**DO THIS**
Quote the lines below word for word, from the line with "request: boxes for blurred background figure" to the line with "[792,0,848,203]", including both of those lines.

**RECORDS FOR THE EXERCISE**
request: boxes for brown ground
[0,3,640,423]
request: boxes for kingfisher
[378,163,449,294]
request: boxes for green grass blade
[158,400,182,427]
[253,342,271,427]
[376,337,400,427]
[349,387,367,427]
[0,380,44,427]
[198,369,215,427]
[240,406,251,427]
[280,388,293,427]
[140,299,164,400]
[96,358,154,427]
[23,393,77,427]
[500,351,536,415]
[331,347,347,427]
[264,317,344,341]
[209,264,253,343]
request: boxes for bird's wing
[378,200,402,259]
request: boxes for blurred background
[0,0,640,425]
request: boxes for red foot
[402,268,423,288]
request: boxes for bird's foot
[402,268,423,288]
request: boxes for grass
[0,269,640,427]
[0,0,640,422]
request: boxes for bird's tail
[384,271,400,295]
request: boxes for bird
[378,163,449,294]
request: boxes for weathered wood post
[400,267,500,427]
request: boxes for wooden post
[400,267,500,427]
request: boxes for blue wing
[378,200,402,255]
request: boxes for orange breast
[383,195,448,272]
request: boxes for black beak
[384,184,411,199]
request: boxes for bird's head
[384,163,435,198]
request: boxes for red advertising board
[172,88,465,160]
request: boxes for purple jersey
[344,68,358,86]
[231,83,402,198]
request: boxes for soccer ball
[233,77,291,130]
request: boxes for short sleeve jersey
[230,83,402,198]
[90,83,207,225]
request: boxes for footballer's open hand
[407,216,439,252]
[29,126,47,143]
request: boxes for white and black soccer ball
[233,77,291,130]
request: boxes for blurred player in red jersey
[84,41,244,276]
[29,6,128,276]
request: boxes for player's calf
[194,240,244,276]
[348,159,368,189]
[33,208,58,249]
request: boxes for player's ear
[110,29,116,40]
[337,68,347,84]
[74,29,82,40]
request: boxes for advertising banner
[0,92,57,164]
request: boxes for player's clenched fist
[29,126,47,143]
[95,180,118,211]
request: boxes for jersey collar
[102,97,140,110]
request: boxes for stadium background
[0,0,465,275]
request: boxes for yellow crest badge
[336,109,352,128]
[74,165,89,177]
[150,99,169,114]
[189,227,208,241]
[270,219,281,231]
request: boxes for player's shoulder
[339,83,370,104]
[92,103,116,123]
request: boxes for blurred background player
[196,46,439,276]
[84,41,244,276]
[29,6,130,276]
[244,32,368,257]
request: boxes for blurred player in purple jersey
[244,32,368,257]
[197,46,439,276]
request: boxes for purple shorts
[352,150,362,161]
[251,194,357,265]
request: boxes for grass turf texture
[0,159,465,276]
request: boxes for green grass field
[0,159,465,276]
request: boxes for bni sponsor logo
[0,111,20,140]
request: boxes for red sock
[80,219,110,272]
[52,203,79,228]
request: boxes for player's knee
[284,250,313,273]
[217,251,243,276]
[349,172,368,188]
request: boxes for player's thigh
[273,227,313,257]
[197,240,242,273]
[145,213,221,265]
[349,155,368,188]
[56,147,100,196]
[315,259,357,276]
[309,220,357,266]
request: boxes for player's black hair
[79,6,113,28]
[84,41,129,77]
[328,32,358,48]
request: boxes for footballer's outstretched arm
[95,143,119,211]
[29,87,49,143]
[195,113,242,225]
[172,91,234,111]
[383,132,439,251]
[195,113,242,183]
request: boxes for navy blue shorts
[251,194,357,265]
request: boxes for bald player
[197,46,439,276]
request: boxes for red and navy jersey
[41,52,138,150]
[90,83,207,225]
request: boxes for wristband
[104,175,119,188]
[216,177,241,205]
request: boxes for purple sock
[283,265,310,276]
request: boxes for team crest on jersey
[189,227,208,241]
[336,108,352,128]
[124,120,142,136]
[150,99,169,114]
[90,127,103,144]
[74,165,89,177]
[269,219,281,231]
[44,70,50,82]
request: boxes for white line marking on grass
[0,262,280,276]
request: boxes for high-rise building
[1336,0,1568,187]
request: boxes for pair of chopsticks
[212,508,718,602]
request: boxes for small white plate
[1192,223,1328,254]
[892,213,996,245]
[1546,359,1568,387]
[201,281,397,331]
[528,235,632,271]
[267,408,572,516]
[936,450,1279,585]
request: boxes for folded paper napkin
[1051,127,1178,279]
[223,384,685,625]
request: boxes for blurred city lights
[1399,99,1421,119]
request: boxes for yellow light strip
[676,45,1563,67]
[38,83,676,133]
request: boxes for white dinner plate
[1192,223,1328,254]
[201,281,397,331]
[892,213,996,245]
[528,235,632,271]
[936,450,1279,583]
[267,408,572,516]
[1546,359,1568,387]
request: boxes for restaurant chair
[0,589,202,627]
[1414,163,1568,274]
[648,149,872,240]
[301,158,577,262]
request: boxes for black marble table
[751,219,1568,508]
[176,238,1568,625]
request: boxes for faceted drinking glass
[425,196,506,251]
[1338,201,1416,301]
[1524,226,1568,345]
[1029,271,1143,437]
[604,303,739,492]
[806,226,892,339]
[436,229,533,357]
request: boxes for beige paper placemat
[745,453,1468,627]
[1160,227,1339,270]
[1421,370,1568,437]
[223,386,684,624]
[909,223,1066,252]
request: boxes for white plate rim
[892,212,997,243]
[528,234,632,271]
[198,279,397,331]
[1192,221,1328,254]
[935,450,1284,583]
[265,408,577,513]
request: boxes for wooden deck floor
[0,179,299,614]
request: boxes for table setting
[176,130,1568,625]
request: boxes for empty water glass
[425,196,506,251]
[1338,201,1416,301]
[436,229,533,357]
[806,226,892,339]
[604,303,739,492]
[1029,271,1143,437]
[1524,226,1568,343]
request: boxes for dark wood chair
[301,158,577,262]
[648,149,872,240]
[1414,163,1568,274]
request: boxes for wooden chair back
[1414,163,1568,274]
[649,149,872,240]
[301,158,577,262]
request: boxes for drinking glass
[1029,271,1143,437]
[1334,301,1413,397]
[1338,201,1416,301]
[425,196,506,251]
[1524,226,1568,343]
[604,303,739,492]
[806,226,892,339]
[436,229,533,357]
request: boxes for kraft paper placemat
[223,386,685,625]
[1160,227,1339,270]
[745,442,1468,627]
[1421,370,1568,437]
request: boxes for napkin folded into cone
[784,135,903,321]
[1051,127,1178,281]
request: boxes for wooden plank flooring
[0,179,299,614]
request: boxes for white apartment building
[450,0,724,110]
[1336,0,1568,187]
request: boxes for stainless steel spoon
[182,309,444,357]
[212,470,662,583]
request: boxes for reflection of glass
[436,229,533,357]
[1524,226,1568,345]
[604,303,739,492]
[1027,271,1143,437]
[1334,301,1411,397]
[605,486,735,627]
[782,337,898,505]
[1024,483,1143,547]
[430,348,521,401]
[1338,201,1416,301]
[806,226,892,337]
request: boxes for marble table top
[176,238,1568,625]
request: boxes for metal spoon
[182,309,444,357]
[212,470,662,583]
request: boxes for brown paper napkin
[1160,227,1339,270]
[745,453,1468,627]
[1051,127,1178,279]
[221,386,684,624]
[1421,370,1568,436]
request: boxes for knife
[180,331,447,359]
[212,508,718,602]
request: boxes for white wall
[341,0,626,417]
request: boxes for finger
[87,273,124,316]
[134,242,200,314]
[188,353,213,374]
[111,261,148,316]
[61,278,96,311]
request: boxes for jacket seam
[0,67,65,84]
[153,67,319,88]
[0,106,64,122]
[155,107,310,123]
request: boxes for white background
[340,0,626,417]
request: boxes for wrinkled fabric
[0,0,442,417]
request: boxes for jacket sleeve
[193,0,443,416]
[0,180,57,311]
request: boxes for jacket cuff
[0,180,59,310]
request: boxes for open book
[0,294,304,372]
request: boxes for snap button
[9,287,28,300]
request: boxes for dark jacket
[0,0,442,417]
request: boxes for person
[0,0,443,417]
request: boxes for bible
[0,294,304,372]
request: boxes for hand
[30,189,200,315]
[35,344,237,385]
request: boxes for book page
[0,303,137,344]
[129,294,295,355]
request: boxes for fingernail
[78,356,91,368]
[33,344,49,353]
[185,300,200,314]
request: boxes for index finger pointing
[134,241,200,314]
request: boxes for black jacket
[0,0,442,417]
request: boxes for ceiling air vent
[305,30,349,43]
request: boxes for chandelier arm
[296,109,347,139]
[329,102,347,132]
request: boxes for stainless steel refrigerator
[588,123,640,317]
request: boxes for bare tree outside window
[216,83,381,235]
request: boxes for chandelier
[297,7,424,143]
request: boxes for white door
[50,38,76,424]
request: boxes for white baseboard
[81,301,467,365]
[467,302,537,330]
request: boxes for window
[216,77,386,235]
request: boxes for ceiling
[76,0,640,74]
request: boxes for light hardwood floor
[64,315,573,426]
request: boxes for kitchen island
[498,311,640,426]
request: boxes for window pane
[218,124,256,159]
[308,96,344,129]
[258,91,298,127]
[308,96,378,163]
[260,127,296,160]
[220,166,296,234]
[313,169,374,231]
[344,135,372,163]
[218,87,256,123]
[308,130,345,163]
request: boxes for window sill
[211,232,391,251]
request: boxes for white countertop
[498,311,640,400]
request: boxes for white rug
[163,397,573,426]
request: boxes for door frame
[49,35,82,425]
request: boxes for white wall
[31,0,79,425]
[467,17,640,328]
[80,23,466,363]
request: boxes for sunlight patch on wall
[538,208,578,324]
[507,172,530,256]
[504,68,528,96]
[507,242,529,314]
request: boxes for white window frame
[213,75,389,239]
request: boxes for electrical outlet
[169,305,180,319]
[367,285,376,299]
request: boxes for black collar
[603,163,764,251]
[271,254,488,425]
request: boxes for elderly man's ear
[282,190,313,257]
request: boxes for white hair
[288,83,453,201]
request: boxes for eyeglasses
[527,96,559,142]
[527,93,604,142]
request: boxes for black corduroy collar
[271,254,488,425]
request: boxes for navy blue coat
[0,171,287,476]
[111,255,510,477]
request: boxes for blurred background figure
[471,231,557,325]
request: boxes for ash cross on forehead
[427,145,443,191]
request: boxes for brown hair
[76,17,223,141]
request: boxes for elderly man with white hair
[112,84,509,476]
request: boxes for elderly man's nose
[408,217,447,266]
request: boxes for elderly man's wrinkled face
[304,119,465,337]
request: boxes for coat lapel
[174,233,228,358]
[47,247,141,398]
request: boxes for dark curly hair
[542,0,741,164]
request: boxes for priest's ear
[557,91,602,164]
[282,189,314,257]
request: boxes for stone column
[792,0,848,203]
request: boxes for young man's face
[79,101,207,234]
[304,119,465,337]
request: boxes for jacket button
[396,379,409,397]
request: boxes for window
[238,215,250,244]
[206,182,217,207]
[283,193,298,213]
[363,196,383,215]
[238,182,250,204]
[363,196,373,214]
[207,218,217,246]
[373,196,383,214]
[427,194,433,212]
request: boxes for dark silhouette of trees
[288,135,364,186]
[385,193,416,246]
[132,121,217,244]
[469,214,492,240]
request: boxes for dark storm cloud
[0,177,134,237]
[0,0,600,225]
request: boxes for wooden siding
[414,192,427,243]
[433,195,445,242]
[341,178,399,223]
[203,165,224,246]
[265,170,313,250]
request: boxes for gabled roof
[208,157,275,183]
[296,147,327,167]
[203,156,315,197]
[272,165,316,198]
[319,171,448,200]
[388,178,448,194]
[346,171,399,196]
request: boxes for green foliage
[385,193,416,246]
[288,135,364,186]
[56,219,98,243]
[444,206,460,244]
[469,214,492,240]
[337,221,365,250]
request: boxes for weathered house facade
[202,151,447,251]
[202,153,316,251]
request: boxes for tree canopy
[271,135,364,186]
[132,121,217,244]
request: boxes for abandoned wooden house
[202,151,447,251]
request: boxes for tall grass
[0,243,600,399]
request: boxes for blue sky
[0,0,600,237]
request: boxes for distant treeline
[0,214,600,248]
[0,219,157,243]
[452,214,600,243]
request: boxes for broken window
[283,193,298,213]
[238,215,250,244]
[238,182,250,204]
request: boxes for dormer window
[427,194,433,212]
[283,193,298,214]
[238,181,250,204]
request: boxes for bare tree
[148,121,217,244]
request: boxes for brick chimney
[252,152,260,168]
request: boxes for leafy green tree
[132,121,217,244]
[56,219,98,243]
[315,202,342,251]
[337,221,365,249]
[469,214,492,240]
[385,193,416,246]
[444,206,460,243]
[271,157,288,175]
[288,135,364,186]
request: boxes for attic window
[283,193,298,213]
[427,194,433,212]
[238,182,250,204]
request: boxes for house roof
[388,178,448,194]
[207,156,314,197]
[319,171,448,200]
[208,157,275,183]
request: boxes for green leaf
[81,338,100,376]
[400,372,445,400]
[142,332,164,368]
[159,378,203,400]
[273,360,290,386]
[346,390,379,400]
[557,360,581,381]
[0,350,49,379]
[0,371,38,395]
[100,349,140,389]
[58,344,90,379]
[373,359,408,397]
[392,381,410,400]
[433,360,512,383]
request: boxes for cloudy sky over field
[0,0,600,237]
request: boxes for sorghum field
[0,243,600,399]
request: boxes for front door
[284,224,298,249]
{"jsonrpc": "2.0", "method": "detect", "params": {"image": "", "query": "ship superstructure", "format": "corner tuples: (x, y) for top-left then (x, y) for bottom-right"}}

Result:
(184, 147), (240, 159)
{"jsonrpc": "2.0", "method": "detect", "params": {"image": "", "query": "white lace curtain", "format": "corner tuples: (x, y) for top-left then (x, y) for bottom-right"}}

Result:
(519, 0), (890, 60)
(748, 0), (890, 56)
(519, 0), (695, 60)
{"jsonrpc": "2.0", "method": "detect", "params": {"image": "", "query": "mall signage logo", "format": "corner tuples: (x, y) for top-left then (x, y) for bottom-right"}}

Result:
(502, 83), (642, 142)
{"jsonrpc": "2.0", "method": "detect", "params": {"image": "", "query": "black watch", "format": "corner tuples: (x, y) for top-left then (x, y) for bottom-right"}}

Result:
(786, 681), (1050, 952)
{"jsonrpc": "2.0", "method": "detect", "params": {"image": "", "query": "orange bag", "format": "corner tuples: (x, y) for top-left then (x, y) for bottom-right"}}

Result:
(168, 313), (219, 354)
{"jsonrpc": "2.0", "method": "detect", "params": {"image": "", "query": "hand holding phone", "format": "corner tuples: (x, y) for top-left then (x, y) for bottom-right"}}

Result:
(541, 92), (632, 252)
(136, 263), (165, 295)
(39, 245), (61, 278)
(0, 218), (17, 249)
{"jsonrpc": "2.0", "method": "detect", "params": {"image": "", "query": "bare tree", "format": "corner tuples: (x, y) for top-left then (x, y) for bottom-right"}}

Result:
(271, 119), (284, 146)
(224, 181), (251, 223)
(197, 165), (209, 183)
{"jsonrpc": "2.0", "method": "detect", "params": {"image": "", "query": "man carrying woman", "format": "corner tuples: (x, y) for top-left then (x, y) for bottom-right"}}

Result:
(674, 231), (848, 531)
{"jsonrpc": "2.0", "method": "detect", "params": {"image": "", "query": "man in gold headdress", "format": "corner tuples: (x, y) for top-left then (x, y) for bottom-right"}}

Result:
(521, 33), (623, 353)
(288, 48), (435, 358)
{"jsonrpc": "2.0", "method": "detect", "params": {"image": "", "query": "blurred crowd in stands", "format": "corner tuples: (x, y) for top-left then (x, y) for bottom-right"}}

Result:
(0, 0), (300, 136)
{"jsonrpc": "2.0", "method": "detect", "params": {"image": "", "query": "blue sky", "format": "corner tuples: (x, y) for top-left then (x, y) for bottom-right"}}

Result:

**ANSWER TO THIS TASK**
request: boxes for blurred background figure
[471,231,557,325]
request: boxes for ash cross on forehead
[427,145,443,191]
request: boxes for brown hair
[76,17,223,141]
request: boxes for elderly man with white hair
[112,84,509,476]
request: boxes for elderly man's nose
[408,217,447,266]
request: boxes for elderly man's wrinkled face
[304,119,465,337]
request: boxes for coat lapel
[174,233,228,358]
[47,247,141,398]
request: boxes for dark curly hair
[542,0,741,164]
request: boxes for priest's ear
[557,91,602,164]
[282,189,314,257]
request: boxes for stone column
[792,0,848,203]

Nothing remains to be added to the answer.